* _Given request_:
Output all records precisely as written.

* _Entries supplied_:
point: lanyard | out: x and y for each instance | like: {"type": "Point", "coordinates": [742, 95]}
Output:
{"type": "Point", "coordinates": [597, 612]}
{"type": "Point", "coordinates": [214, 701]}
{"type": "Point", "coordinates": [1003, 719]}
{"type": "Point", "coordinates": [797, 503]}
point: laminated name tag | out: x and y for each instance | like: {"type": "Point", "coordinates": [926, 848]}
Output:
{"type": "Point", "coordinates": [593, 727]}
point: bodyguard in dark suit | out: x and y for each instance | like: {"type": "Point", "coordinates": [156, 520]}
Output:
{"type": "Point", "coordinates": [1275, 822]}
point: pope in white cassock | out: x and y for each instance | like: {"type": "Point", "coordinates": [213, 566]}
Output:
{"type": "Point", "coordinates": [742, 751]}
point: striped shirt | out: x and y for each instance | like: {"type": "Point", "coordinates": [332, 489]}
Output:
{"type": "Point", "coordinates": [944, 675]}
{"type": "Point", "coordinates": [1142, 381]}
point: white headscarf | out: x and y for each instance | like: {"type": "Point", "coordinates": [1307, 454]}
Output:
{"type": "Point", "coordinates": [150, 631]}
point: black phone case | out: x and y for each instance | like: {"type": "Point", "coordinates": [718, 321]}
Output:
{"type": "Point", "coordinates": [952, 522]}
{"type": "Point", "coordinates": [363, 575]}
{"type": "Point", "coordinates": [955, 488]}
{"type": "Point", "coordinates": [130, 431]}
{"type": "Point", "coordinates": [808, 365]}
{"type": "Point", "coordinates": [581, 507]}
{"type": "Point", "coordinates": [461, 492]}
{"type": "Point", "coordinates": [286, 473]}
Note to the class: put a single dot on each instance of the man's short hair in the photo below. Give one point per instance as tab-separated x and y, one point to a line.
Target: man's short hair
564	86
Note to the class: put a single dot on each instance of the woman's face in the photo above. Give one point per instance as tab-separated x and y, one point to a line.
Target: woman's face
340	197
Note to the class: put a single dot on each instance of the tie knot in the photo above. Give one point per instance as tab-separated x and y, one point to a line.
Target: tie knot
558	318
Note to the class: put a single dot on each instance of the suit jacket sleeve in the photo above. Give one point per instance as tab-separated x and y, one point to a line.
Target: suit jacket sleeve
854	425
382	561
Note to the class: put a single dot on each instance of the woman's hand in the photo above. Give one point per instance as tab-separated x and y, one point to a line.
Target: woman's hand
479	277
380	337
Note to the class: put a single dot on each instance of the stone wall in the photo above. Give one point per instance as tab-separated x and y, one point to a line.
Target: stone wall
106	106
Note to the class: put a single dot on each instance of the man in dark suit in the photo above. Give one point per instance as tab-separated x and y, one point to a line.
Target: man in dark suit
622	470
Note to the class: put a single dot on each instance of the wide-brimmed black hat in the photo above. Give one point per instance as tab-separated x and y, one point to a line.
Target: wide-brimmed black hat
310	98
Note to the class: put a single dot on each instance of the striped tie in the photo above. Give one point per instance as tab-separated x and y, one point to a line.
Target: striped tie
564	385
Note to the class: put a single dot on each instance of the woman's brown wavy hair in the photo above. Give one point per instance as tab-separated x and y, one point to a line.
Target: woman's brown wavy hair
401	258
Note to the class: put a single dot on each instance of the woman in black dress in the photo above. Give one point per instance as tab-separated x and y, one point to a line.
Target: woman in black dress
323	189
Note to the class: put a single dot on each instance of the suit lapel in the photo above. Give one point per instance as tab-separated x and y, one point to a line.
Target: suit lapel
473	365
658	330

* _Written solution_:
point: lanyard | out: x and y for each instance | like: {"type": "Point", "coordinates": [742, 95]}
Output:
{"type": "Point", "coordinates": [597, 612]}
{"type": "Point", "coordinates": [214, 701]}
{"type": "Point", "coordinates": [1003, 719]}
{"type": "Point", "coordinates": [797, 503]}
point: laminated name tag | out: x and y for each instance | like: {"type": "Point", "coordinates": [926, 848]}
Output:
{"type": "Point", "coordinates": [593, 727]}
point: bodyguard in dark suit | out: x and y for each instance | like: {"type": "Point", "coordinates": [156, 520]}
Output:
{"type": "Point", "coordinates": [1275, 822]}
point: pope in white cassock | out: x and y for each instance | like: {"type": "Point", "coordinates": [213, 566]}
Output:
{"type": "Point", "coordinates": [742, 751]}
point: striped shirt | out: x and y for each instance | like: {"type": "Point", "coordinates": [332, 489]}
Output:
{"type": "Point", "coordinates": [944, 675]}
{"type": "Point", "coordinates": [1142, 381]}
point: white headscarf | out: x and y for each instance | like: {"type": "Point", "coordinates": [1307, 454]}
Output:
{"type": "Point", "coordinates": [150, 631]}
point: black phone case | out: x and y for each instance | like: {"type": "Point", "coordinates": [718, 321]}
Output:
{"type": "Point", "coordinates": [952, 522]}
{"type": "Point", "coordinates": [363, 575]}
{"type": "Point", "coordinates": [955, 488]}
{"type": "Point", "coordinates": [130, 431]}
{"type": "Point", "coordinates": [808, 365]}
{"type": "Point", "coordinates": [581, 507]}
{"type": "Point", "coordinates": [461, 492]}
{"type": "Point", "coordinates": [286, 473]}
Note to the class: put a single dot on each instance of the man's short hair in the photo below. Give one point per instance as tab-separated x and y, one point to a line.
Target: man's short hair
564	86
Note to the class: put a single dot on each instance of the woman's face in the photo above. Give one point per instance as tab-separated x and y, one point to a line.
Target: woman's face
340	197
Note to the class: put a single dot on each instance of the tie knot in the photo above. Give one point per instance as tab-separated x and y, one point to a line.
Target: tie knot
558	318
Note to the class: put a single dot on each instance of the suit jacket sleeve in the photo above. Give one point per instance as tab-separated x and y, one point to a line.
Target: suit jacket sleeve
854	425
382	561
Note to the class: put a single dot on each instance of the woman's hand in the photo above. Give one point per instance as tab-separated x and y, one point to a line.
Target: woman's hand
479	277
380	337
Note to the class: put a single dot on each instance of the stone wall in the photo above. Give one point per instance as tab-separated x and y, one point to a line.
Target: stone wall
106	106
Note to the class: put a single dot on each instance of the man in dark suit in the photo above. Give one point per instance as tab-separated x and y, one point to a line.
Target: man in dark suit
622	470
Note to the class: put a single dot on each instance of the wide-brimmed black hat in the photo above. Give one point per instance as tab-separated x and y, one point to a line.
Target: wide-brimmed black hat
310	98
Note to the class: put a single dot on each instance of the striped tie in the photo above. Give one point per instance as tab-separated x and y, one point to a line.
Target: striped tie
564	385
Note to the class: put a single dot on each instance of the woman's brown wavy hair in the photo above. Give one point per instance as tab-separated x and y, one point to a line.
Target: woman's brown wavy hair
401	258
Note to the class: put a single dot on each instance of the woman in black dress in the photo above. Give one point per instance as tab-separated x and y, one point to a line.
Target: woman in black dress
323	189
Note to the class: put a single dot on each instance of the suit lapel in the photo above. Give one point per instance as tab-separated x and y, one point to a line.
Target: suit lapel
473	365
658	330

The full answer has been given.